§ **Given data**:
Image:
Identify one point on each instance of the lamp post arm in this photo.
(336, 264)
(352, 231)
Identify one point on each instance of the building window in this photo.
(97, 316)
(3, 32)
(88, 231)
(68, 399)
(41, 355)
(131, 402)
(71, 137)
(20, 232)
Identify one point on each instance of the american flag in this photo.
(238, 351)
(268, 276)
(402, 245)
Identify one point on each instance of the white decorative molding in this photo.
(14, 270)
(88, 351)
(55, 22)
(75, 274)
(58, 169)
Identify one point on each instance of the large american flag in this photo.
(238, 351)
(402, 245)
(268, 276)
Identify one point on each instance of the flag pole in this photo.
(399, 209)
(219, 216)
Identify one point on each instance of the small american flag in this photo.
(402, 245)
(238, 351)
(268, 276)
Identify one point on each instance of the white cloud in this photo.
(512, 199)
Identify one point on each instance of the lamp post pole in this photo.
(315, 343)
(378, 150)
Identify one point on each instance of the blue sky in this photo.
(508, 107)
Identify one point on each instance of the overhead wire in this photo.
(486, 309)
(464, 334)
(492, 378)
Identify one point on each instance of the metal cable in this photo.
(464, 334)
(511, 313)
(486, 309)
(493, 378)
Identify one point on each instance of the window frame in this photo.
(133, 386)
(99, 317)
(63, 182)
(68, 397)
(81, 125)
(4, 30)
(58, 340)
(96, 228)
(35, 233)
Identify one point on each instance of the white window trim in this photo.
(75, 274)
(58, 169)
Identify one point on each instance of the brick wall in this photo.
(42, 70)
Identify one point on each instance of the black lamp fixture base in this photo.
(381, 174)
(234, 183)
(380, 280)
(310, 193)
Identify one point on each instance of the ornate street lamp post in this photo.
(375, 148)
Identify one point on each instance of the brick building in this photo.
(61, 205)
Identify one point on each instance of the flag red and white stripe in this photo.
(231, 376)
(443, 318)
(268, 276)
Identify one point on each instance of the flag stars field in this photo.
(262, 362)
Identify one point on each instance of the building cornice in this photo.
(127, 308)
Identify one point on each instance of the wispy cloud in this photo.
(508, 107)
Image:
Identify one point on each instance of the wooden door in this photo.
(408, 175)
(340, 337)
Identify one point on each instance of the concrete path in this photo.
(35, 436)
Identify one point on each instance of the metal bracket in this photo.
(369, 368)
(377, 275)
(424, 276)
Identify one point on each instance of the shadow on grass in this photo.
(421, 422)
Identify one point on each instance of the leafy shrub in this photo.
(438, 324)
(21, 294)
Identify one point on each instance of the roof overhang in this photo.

§ **Job**:
Everything from the line that contains "Identify one point on each instance of the black" through the end of the records must be duplicated exactly, and nothing outside that range.

§ **Result**:
Identify one point on each instance of the black lamp fixture base in this photo.
(381, 174)
(234, 183)
(380, 280)
(310, 193)
Identify one point on each instance of the ornate street lamp post in this photo.
(375, 148)
Identify one point on each instance of the brick building in this photo.
(61, 205)
Identify one point on each instance of the flag red and white stripe in this photo.
(231, 376)
(443, 318)
(268, 276)
Identify one point on each instance of the flag stars field in this photo.
(262, 362)
Identify one point on each instance of the building cornice in this photo.
(127, 308)
Identify one point on each instance of the wispy cloud in this photo.
(508, 107)
Image:
Identify one point on each instance of the wooden door in this photo.
(408, 175)
(340, 337)
Identify one point on each instance of the concrete path in this photo.
(35, 436)
Identify one point on each instance of the metal bracket in this photo.
(369, 368)
(377, 275)
(424, 276)
Identify one point on each instance of the shadow on grass in this photo.
(421, 422)
Identify one point on each instance of the leafy shrub in this photo.
(438, 324)
(21, 294)
Identify one point on each instance of the roof overhang in this photo.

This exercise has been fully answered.